··· INFORMATION PROVIDED
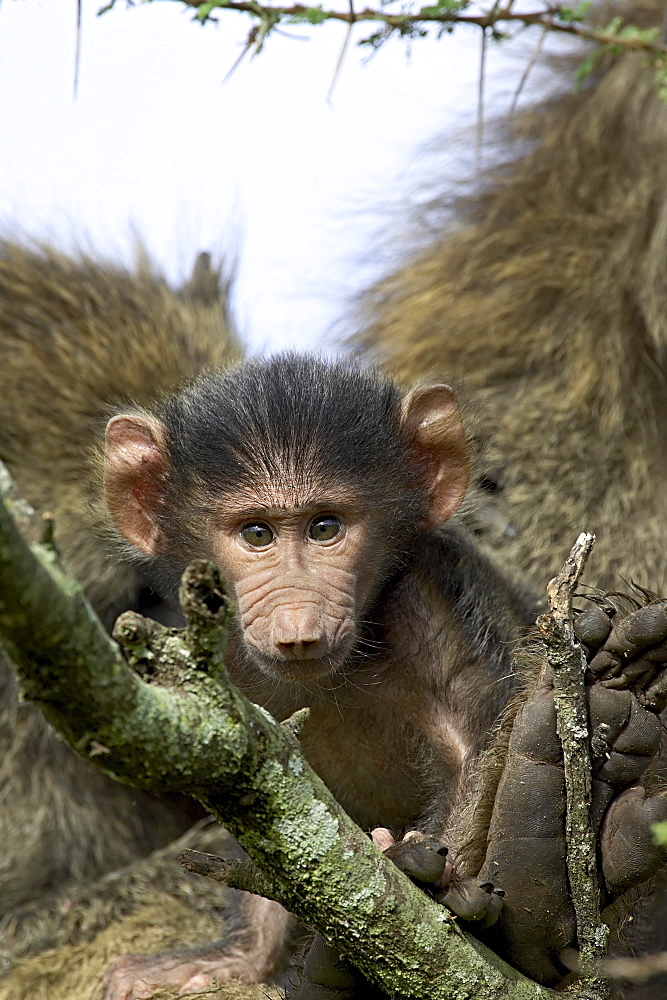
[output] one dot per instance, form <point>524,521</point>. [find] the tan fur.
<point>74,972</point>
<point>548,300</point>
<point>76,338</point>
<point>114,335</point>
······
= TASK =
Transcribe the data above word for word, leaving out the pictures.

= CORRECT ANSWER =
[output] one dot per instance, form <point>524,521</point>. [find] the tan fur.
<point>74,972</point>
<point>548,300</point>
<point>76,338</point>
<point>114,335</point>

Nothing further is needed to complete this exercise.